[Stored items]
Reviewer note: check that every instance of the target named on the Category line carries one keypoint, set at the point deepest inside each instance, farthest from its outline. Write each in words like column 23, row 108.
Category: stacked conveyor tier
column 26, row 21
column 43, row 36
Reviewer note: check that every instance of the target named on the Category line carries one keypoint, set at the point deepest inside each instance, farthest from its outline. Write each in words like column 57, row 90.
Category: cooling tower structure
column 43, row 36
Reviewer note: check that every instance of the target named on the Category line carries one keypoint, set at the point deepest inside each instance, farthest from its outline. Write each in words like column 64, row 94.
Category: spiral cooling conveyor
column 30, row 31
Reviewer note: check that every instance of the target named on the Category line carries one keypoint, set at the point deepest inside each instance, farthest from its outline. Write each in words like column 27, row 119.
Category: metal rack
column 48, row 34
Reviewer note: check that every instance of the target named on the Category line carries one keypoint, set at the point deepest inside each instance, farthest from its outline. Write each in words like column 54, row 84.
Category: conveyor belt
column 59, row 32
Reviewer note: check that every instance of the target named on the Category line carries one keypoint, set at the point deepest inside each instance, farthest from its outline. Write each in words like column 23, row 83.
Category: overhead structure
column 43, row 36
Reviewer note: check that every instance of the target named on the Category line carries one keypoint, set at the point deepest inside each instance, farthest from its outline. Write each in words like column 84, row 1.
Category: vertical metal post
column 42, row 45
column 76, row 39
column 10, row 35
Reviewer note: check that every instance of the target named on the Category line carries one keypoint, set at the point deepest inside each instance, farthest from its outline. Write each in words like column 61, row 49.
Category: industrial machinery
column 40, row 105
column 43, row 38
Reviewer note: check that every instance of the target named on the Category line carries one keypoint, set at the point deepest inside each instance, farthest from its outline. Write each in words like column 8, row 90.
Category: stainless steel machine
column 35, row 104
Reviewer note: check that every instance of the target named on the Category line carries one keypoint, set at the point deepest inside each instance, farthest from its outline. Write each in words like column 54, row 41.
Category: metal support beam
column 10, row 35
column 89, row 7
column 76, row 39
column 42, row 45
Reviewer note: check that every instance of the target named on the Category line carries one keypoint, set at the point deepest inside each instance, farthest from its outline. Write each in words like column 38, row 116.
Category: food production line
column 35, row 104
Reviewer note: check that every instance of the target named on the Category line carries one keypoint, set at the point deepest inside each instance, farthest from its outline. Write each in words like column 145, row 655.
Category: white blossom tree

→ STATED TASK
Swap "keypoint" for "marker" everywhere in the lines above, and write all of them out again with nothing else altered.

→ TASK ANSWER
Reviewer note: check that every instance of the target named on the Category line carries one marker, set at the point deepest inside each instance, farthest from its outline. Write each in words like column 23, row 108.
Category: stacked conveyor tier
column 26, row 21
column 43, row 36
Reviewer note: check that every instance of the target named on the Category line carries one marker, set at the point deepest inside each instance, farthest from its outline. Write each in words like column 57, row 90.
Category: cooling tower structure
column 43, row 36
Reviewer note: check that every instance of the target named on the Category line carries one marker, set at the point deepest inside each instance, farthest from its outline. Write each in words like column 64, row 94.
Category: spiral cooling conveyor
column 30, row 31
Reviewer note: check that every instance of the target named on the Category line carries one marker, set at the point deepest inside each instance, farthest from its outline. Write each in words like column 27, row 119.
Category: metal rack
column 48, row 34
Reviewer note: check that every instance of the target named on the Category line carries one marker, set at the point deepest inside each instance, farthest from its outline. Write each in words like column 54, row 84.
Category: conveyor belt
column 59, row 32
Reviewer note: check that every instance of the target named on the Category line carries one marker, set at the point deepest inside each instance, farthest from its outline. Write each in words like column 23, row 83.
Category: overhead structure
column 43, row 36
Reviewer note: check that every instance of the target named on the Category line carries one marker, set at the point deepest inside each instance, farthest from its outline. Write each in words like column 84, row 1.
Category: vertical metal post
column 42, row 45
column 76, row 39
column 10, row 35
Reviewer note: check that every instance of the target named on the Category line carries one marker, set at the point deepest inside each instance, farthest from its outline. Write each in words like column 61, row 49.
Category: industrial machinery
column 40, row 105
column 43, row 38
Reviewer note: check that every instance of the target named on the Category line carries one marker, set at the point deepest inside each instance, farthest from its outline. Write each in words like column 8, row 90.
Category: stainless steel machine
column 35, row 104
Reviewer note: check that every instance of the target named on the Category line carries one marker, set at the point deepest inside each instance, farthest from its outline. Write each in words like column 54, row 41.
Category: metal support beam
column 10, row 35
column 89, row 7
column 76, row 39
column 42, row 45
Reviewer note: check that every instance of the target named on the Category line carries one marker, set at the point deepest inside each instance, farthest from its outline. Write each in words like column 38, row 116.
Category: food production line
column 35, row 104
Reviewer note: check that every instance of the target named on the Category line carries one marker, set at the point deepest inside each instance, farthest from its outline. Write each in words like column 145, row 655.
Category: white blossom tree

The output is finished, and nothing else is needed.